╭──
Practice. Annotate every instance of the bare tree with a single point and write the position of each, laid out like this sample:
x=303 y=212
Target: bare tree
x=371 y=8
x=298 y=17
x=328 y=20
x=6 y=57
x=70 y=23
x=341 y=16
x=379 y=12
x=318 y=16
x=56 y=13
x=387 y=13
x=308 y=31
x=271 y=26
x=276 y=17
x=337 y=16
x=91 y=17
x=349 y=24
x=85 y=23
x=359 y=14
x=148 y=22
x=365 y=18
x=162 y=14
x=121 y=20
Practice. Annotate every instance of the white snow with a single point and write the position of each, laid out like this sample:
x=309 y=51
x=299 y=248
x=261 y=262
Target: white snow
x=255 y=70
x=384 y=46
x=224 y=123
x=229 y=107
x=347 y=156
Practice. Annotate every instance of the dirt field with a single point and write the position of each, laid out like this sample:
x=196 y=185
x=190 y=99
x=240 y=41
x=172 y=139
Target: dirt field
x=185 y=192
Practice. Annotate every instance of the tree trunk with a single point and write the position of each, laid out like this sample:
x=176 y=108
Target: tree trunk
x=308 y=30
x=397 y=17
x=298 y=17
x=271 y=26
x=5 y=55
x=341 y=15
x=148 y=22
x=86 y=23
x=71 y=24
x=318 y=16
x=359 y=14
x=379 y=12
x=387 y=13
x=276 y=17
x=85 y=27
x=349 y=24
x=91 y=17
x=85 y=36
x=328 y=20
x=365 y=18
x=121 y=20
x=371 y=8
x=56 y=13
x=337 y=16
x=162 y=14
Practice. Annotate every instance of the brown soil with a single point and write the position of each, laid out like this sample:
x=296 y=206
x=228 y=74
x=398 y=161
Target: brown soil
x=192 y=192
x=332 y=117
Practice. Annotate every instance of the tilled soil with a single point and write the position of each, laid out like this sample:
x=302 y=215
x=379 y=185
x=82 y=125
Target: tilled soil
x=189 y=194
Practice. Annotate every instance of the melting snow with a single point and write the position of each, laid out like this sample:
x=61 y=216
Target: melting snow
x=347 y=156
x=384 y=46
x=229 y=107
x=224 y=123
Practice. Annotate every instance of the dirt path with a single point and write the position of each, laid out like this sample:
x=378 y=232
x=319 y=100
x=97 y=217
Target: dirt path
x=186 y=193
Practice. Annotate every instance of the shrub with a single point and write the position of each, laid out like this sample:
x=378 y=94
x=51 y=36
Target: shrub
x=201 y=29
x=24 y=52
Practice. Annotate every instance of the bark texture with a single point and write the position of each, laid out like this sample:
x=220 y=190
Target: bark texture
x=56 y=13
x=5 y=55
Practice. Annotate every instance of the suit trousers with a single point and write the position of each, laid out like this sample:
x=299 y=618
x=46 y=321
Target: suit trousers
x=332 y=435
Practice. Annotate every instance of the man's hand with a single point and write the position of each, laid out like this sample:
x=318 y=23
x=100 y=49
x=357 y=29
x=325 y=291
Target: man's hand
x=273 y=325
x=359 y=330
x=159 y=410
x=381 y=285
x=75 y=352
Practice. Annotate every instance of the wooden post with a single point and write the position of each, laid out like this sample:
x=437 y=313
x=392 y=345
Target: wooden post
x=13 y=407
╰──
• _Problem description_: After locating the line that holds "Practice. Annotate every instance of the shrub", print it and each line after it through the end of the data, exactly as it stands.

• _Your solution_:
Practice. Annotate every instance of the shrub with a single point and write the position of each, laid out like this sample:
x=378 y=94
x=51 y=36
Target: shrub
x=201 y=29
x=24 y=52
Practice. Annotate every instance of the bark texture with a single point and write the position of each, laid out like this sample:
x=220 y=190
Target: bark texture
x=56 y=13
x=5 y=55
Practice. Annotate every instance of the suit trousers with a single point and write the position of each, laid out like this sample:
x=299 y=618
x=46 y=321
Target: suit trousers
x=332 y=435
Practice. Annotate every instance of the man's hand with a single point and write the position of each, laid out like this sample:
x=318 y=23
x=100 y=49
x=357 y=29
x=325 y=291
Target: man's hand
x=273 y=325
x=359 y=330
x=159 y=410
x=381 y=285
x=75 y=352
Practice. Annotate every instance of the wooden post with a single point and write the position of each, laid out like this sample:
x=437 y=313
x=392 y=345
Target: wooden post
x=13 y=407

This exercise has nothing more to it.